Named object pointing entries
/---

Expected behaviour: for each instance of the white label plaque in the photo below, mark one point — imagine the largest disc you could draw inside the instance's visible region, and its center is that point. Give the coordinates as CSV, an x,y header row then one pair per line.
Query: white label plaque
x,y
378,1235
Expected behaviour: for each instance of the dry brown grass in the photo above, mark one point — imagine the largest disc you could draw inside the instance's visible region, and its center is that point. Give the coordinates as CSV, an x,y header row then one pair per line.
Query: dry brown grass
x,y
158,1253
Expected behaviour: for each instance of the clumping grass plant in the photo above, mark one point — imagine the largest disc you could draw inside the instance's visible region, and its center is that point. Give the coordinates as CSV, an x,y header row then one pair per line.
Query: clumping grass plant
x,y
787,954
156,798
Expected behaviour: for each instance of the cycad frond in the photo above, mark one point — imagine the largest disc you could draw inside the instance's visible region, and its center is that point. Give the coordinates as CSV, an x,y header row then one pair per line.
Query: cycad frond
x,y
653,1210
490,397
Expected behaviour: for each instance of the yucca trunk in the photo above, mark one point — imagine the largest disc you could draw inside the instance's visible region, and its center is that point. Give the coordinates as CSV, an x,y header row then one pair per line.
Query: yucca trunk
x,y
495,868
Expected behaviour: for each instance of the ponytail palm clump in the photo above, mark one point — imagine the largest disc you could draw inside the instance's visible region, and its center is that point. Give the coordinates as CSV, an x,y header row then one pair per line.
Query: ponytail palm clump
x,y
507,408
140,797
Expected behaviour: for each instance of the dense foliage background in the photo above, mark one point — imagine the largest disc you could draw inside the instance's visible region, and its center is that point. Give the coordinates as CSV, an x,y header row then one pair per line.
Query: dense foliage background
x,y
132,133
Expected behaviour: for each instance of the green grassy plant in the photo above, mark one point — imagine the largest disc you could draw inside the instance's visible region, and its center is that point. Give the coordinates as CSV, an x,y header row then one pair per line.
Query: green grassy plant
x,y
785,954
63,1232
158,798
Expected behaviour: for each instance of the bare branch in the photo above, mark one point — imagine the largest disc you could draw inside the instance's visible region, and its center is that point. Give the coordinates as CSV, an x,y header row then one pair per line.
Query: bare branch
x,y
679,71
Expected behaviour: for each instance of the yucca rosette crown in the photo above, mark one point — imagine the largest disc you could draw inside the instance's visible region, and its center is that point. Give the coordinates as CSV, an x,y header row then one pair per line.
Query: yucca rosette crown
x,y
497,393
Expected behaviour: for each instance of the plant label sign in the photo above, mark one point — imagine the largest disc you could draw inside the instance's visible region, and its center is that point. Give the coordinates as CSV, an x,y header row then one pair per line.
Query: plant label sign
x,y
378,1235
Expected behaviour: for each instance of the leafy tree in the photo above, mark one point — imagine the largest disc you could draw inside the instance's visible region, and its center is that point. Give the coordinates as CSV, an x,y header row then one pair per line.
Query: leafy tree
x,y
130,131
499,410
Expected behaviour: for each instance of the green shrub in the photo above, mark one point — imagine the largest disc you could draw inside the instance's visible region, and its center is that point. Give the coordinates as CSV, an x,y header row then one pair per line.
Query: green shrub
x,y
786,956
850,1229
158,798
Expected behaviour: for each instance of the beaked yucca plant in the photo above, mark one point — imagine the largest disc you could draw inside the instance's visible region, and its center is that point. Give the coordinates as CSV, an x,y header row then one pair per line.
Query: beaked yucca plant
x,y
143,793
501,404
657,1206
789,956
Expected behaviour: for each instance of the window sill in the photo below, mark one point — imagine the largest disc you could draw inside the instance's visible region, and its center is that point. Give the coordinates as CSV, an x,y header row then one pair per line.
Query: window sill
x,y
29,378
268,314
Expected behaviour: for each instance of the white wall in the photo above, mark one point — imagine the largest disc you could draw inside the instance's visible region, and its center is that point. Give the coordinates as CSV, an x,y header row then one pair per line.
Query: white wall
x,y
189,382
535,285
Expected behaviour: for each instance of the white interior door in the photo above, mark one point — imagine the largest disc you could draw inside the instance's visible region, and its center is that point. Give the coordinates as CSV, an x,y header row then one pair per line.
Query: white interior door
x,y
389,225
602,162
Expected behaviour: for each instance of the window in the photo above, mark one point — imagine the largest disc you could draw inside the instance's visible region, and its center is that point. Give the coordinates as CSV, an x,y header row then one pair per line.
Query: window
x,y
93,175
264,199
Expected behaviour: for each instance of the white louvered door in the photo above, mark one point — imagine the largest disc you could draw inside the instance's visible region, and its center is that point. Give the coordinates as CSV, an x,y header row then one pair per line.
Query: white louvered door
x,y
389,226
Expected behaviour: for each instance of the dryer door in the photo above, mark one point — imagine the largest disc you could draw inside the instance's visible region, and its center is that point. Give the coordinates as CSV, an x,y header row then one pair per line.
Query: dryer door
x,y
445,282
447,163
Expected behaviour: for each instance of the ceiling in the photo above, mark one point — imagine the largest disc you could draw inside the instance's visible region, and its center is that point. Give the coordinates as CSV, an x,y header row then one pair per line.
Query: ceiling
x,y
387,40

\---

* TASK INSTRUCTIONS *
Render all the records above as a two-column CSV with the header row request,answer. Give one row per record, and put each record's text and its answer in a single quoted field each, with line breaks replaced by spaces.

* SOLUTION BELOW *
request,answer
"Expected behaviour: for each instance of the white label plaque in the photo below, mark one point — imagine the largest disc you could draw inside the instance's visible region, and its center is that point. Give the coordinates as CSV, an x,y header row then one pair per line. Query: white label plaque","x,y 378,1235"
"Expected behaviour: for each instance of the dry brown grass in the photo above, mark one point — imagine the largest disc you could draw inside the instance's visible region, and its center is that point. Give the coordinates as CSV, an x,y header row then one pair per line. Query: dry brown grass","x,y 158,1253"
"Expected behaviour: for each instance of the clumping grass plant in the photo above, mark one point — imagine the largest disc you could draw inside the instance's visible region, and its center is that point. Give the coordinates as CSV, an x,y header row then one pair per line. Query: clumping grass plant","x,y 787,954 156,798"
"Expected behaviour: for each instance of the cycad frond in the photo above, mark one point — imagine the largest disc you could draw inside the instance's visible region, and its center is that point. Give the coordinates as CSV, an x,y header row then one pair per line. Query: cycad frond","x,y 653,1210 490,397"
"Expected behaviour: for each instance of the yucca trunk in the photo above, mark one point — imagine the largest disc you could draw inside the instance's visible region, and its center is that point. Give the coordinates as CSV, an x,y header row then one pair per line. Query: yucca trunk","x,y 495,868"
"Expected behaviour: for each instance of the ponytail palm clump in the photo above, mark one point — imagine the largest disc you could draw inside the instance's visible region, and its center is that point. Give the coordinates as CSV, an x,y header row then one pair per line. Query: ponytail palm clump","x,y 507,408 140,797"
"Expected behaviour: for each instance of the dense foliage background in the photo above, mark one point — imagine the largest disc you could draw inside the instance's visible region, and its center is that point. Give the coordinates as CSV, an x,y header row then one pair per line. Query: dense foliage background","x,y 132,133"
"Expected behaviour: for each instance of the green grassy plant in the photo above, mark one point — imagine the largest disc you could draw inside the instance's visible region, and its center is that point. Give the coordinates as CSV, an x,y header row then one pair per line. Query: green grassy plant","x,y 785,954 63,1232 158,798"
"Expected behaviour: for each instance of the bare branch in the photo above, mark one point — imagine the largest disc you could draw inside the instance's visible region, and its center is that point. Give the coordinates as CSV, an x,y header row then one pair per line. Query: bare branch","x,y 679,71"
"Expected behaviour: for each instance of the yucca rosette crown in the photo above, mark one point — imagine the largest disc you could draw inside the instance's visible region, and its center is that point. Give the coordinates as CSV, an x,y header row then one pair per line. Query: yucca rosette crown","x,y 497,393"
"Expected behaviour: for each instance of the plant label sign in the photo above, mark one point — imagine the largest disc you could draw inside the instance's visible region, and its center is that point. Give the coordinates as CSV, an x,y header row then one pair per line. Query: plant label sign","x,y 378,1235"
"Expected behaviour: for each instance of the leafy tree in the photo above, mark one point — imagine the largest disc you could draw inside the instance's visible region, and its center is that point. Give the coordinates as CSV, an x,y header row then one pair per line. Query: leafy tree","x,y 130,131 499,410"
"Expected behaviour: for each instance of the green shrub in the photo above, mark one point — imagine the largest disc you could draw inside the instance's visible region, and its center is that point. Give the coordinates as CSV, an x,y header row then one pair per line. Query: green shrub","x,y 786,956 850,1229 158,798"
"Expected behaviour: for each instance of the beaked yucca plant in the photo above, mark one point — imagine the largest disc you could draw inside the instance's visible region, and its center is that point. Give the coordinates as CSV, an x,y header row then one pair per line. Query: beaked yucca plant","x,y 143,793 501,404 657,1206 789,956"
"Expected behaviour: for each instance of the window sill in the photo below, mark one point — imagine the largest disc you could draw inside the instance's visible region, and its center is that point. Give the coordinates as CSV, an x,y header row then one pair per line. Query: window sill","x,y 29,378 268,314"
"Expected behaviour: for each instance of the white wall in the photo above, mark one point — imagine the largest disc you could draw inside the instance's visible region, and its center is that point. Give the coordinates as CSV, an x,y header row then one pair per line. Query: white wall","x,y 189,382 535,285"
"Expected behaviour: for each instance of the white interior door in the photo above, mark one point — imagine the largest disc you could draw inside the instance's visible region, and its center is that point. Give the coordinates as CSV, an x,y header row then one pair per line. Query: white interior door","x,y 389,225 602,162"
"Expected behaviour: for each instance of the window in the photo above, mark one point — imagine the largest disc you could draw inside the instance's visible region, and its center is that point. Give the coordinates as CSV, an x,y header row then one pair per line. Query: window","x,y 93,175 264,199"
"Expected behaviour: for each instance of the white louvered door in the photo above, mark one point — imagine the largest disc you could draw inside the instance's visible region, and its center is that point. Give the coordinates as CSV, an x,y header row then one pair per line. Query: white louvered door","x,y 389,226"
"Expected behaviour: for each instance of the dryer door in the photo above, mark one point — imagine the largest disc you could draw inside the instance's visible region, and its center is that point. Give the coordinates as CSV, an x,y header row then one pair per line. Query: dryer door","x,y 445,282 447,163"
"Expected behaviour: for each instance of the ceiling in the photo above, mark one point — imagine the largest disc you could draw inside the instance's visible region, and its center is that point. Give the coordinates as CSV, an x,y header row then one pair per line. Query: ceiling","x,y 387,40"